▶ Reading passage
** start **
After a Labor Department report today showed that payroll growth surged in December to 292,000, Gross said it appears that the Fed is on track to raise rates three or four times this year, based on statements from policy makers.
"If the Fed continues to believe jobs are a critical element as opposed to aggregate demand and global growth, bonds have a sad period ahead of them," Gross, the lead manager of the $1.3 billion Janus Global Unconstrained Bond Fund, said in a Bloomberg Radio interview.
The Federal Reserve raised interest rates in December for the first time in almost a decade after a strong year of job growth. Payrolls increased by 2.65 million last year compared with 3.1 million in 2014 -- the best back-to-back years for hiring since 1998-99. The central bank is counting on job growth leading to increases in worker pay and inflation.
"The Fed does believe that jobs and the unemployment rate is critical to future inflation over the medium term," Gross said. "So the three or four Fed steps that Stan Fischer and Janet Yellen seem to confirm are probably on track, at least in their verbiage."
Gross said he doesn’t think it’s possible to raise interest rates by 100 basis points in today’s levered global economy, in which the dollar is rising and hurting companies in emerging markets. Bonds will be stable if the Fed only raises interest rates one or two times over next 12 months, said Gross.
The first question is whether the Fed will raise rates four times this year the second is do they intend to raise them four times in 2017 as well?
** end **
▶ Records
** start **
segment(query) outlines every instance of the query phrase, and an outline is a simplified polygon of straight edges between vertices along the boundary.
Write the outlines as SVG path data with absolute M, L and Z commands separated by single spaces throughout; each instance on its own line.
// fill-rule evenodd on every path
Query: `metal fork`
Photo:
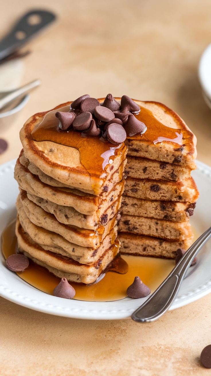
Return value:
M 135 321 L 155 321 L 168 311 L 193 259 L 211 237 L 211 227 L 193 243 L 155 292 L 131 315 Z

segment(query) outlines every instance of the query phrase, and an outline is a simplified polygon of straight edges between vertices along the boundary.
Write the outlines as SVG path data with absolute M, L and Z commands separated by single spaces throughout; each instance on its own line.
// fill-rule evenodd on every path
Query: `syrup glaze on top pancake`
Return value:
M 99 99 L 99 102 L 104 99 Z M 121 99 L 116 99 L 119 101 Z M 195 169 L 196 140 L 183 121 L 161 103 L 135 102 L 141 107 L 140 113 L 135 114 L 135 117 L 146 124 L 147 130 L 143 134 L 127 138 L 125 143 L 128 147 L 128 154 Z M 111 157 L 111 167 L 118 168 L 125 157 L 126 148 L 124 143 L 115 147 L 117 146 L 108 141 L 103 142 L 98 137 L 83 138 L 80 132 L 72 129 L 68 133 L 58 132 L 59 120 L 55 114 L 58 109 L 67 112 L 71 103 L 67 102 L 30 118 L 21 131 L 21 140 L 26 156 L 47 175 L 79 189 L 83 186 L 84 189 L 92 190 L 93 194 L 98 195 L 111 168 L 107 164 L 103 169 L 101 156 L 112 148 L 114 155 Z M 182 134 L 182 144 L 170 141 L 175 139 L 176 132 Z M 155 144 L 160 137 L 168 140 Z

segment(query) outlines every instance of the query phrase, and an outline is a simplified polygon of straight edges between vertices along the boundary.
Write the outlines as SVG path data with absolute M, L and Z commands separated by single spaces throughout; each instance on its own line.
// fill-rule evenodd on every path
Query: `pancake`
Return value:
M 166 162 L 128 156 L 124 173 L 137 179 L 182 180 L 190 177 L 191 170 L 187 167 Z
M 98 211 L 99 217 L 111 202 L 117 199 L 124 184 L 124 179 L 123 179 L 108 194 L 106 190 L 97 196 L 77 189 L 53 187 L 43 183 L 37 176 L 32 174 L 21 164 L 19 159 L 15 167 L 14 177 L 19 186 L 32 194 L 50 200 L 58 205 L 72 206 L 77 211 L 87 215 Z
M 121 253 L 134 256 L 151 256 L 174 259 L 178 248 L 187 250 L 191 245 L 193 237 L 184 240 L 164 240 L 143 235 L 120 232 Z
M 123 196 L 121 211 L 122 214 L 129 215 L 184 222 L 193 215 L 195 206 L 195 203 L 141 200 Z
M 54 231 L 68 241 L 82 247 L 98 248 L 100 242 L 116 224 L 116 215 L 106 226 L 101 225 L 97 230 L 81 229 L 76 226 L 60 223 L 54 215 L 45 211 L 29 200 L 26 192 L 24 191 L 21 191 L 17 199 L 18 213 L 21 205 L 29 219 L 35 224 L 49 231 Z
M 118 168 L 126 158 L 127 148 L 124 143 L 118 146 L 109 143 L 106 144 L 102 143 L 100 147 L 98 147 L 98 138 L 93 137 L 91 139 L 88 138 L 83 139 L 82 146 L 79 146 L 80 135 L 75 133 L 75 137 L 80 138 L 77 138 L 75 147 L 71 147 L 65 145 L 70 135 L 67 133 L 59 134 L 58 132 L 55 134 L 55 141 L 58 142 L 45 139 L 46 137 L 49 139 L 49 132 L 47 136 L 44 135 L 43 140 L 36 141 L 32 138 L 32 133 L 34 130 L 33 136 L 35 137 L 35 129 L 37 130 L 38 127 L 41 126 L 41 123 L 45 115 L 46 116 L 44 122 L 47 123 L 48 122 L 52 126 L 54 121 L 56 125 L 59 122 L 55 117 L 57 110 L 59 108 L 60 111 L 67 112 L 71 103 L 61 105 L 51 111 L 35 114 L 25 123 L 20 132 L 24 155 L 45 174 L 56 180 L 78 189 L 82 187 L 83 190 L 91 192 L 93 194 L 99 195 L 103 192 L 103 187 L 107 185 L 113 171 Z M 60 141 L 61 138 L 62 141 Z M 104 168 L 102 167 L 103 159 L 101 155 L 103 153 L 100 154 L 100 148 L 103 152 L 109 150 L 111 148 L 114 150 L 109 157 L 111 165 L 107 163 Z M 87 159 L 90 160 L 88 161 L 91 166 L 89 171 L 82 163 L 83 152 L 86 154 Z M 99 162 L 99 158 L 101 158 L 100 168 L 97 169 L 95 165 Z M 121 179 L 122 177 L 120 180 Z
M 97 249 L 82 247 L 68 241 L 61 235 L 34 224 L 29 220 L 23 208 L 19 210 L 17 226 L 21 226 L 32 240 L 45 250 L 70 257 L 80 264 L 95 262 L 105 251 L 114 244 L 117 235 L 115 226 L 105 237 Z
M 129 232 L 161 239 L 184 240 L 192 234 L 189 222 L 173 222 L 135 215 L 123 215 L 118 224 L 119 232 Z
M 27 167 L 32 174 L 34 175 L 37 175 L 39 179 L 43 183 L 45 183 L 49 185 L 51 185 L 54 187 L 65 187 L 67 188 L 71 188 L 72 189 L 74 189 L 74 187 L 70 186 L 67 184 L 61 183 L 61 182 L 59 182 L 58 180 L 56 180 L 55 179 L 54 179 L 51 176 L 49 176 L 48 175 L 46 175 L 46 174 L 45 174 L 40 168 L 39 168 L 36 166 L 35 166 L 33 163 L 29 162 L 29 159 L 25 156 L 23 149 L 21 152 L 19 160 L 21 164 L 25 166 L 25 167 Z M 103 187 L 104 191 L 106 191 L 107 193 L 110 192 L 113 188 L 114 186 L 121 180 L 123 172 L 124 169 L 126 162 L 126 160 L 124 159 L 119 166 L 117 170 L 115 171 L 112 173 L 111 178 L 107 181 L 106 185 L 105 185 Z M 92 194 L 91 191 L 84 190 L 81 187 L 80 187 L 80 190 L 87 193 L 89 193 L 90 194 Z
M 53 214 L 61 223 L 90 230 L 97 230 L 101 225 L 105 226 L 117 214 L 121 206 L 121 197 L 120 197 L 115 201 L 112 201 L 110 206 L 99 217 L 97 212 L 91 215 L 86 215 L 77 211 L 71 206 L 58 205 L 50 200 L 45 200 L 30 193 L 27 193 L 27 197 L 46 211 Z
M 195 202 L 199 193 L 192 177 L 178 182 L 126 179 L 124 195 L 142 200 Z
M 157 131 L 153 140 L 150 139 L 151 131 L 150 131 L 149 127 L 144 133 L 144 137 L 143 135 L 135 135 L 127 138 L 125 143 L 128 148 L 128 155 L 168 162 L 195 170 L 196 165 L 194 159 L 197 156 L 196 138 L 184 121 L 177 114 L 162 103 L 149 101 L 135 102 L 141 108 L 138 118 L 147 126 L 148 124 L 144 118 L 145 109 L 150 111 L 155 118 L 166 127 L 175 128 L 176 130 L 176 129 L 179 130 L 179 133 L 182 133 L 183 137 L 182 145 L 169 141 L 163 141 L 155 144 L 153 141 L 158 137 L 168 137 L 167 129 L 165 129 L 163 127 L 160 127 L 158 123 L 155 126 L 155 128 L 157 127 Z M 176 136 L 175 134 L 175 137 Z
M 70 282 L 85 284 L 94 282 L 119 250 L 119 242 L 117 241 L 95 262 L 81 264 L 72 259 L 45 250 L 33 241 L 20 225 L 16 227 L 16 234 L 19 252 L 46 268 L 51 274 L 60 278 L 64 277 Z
** end **
▶ Problems to solve
**1.** Convert the listing, from its start through the line that contains "M 135 321 L", inclusive, into a JSON list of strings with one string per line, omitting blank lines and the picture.
**2.** Continue the text about Gross's outlook for Federal Reserve rate increases and bonds, beginning after its final sentence.

▶ Expected outputs
**1.**
[
  "segment(query) outlines every instance of the query phrase, and an outline is a simplified polygon of straight edges between vertices along the boundary.",
  "Write the outlines as SVG path data with absolute M, L and Z commands separated by single spaces throughout; each instance on its own line.",
  "// fill-rule evenodd on every path",
  "Query: `metal fork`",
  "Photo:",
  "Return value:",
  "M 135 321 L 155 321 L 168 311 L 193 259 L 211 237 L 211 227 L 193 243 L 155 292 L 131 315 Z"
]

**2.**
The bond market is telling us investors do not believe the Fed will be able to raise rates at such an ambitious pace not least because of the influence that will have on the ability of foreign companies to fund repayments of Dollar loans they took out over the last decade of a weak greenback. This has an issue we have been discussing for nearly 18 months now and the low level of commodity prices represents an additional headwind to many debt issuers in emerging markets.
12-month yields are reflecting expectations that there will be fewer than two more interest hikes this year not four. There is a certain amount of cat and mouse to this argument because if the impact on the global economy of a strong Dollar is so deleterious then the Fed will not be able to raise rates, and may even have to reverse course, the Dollar’s advance will slow down. If on the other hand the situation is not as severe as some of the most bearish prognostications believe then the Fed will persist in raising rates and US economic pre-eminence will be even more exaggerated in what is likely to remain a volatile environment overall. On aggregate we have to conclude that a choppy environment is more likely than not in either scenario.
Right now the Dollar Index is ranging below the psychological 100 level but despite some respite this week, a sustained move below the trend mean, currently near 96, would be required to question the medium-term upward bias.